Exercise task 1> Copy out the lines of the listing below word for word, from the line containing "Find the toilet tank" through the end of the listing.

Page>
▼
REGULAR EXPRESSIONS (REGEX) IN PYTHON:
Regular Expressions (RegEx) are a powerful tool for pattern matching and text manipulation. In Python, regex
functionality is implemented through the re module.
APPLICATIONS OF REGEX
● Data validation
● Data extraction
● Input sanitization (data cleaning)
This document explains regex basics, syntax, functions, and practical examples with improved clarity and structure.
What is a Regular Expression?
A Regular Expression is a sequence of characters that defines a search pattern. It can be used to match strings,
validate formats, or extract information.
COMMON USE CASES OF REGEX THAT ARE ALSO COVERED IN THIS ARTICLE WITH DETAILED EXPLANATION:
● Extracting email addresses
● Extracting timestamps from logs
● Extracting URLs
● Validating phone numbers or dates
● Searching for words or patterns in text
● Validating passwords
Regex Syntax in Python
To use regex, you define a pattern or a regex expression that consists of special characters and sequences, which
defines what to look for in a text.
▲
Exercise material>
▼
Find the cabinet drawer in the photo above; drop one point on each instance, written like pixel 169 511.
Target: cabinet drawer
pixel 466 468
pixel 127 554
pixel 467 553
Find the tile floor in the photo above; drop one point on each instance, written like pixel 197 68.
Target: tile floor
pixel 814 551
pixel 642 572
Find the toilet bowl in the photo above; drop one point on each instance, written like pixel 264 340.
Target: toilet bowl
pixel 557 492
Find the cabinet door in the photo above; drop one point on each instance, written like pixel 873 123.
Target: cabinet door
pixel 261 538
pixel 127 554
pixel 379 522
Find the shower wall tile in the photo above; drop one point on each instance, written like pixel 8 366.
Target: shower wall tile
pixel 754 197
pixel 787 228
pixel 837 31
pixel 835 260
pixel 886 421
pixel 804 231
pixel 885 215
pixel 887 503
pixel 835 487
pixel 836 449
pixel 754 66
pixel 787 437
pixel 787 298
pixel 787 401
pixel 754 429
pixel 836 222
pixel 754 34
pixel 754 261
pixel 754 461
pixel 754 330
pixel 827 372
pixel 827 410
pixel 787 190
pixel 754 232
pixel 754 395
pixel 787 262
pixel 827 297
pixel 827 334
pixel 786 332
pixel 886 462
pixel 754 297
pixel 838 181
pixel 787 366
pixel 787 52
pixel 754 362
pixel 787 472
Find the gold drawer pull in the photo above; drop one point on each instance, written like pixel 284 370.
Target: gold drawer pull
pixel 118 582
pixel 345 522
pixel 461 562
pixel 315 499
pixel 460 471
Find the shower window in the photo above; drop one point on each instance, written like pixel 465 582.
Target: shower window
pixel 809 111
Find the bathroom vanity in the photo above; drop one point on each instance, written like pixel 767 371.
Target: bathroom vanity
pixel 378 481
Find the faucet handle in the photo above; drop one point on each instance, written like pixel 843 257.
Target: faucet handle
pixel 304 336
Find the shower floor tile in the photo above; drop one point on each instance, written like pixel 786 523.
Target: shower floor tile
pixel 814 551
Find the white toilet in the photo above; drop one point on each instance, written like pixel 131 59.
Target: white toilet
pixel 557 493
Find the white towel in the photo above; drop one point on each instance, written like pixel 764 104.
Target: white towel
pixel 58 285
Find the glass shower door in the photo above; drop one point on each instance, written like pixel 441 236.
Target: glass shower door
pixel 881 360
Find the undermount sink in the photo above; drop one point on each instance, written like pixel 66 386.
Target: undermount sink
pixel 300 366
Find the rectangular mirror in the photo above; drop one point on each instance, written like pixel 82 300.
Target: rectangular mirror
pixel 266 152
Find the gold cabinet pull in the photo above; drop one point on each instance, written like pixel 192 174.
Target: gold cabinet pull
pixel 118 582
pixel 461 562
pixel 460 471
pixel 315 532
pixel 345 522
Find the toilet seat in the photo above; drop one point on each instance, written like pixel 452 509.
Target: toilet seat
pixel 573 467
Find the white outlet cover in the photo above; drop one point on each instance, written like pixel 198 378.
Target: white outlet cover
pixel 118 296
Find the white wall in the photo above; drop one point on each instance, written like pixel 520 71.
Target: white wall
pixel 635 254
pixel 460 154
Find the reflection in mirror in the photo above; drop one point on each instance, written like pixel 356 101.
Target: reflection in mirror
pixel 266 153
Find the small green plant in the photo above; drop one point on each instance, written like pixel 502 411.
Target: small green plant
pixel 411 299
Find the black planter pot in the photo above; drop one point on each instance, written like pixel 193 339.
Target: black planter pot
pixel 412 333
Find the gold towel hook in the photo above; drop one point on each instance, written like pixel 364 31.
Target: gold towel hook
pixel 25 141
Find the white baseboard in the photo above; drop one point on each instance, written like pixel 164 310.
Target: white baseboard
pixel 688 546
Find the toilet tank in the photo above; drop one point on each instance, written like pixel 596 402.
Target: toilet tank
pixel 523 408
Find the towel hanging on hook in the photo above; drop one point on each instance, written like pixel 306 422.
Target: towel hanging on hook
▲
Exercise task 2> Rewrite the regex article above from "REGULAR EXPRESSIONS (REGEX) IN" to "clarity and structure.", putting "library" in place of "module".

Exercise output 1>
Find the toilet tank in the photo above; drop one point on each instance, written like pixel 596 402.
Target: toilet tank
pixel 523 408
Find the towel hanging on hook in the photo above; drop one point on each instance, written like pixel 306 422.
Target: towel hanging on hook

Exercise output 2>
REGULAR EXPRESSIONS (REGEX) IN PYTHON:
Regular Expressions (RegEx) are a powerful tool for pattern matching and text manipulation. In Python, regex
functionality is implemented through the re library.
APPLICATIONS OF REGEX
● Data validation
● Data extraction
● Input sanitization (data cleaning)
This document explains regex basics, syntax, functions, and practical examples with improved clarity and structure.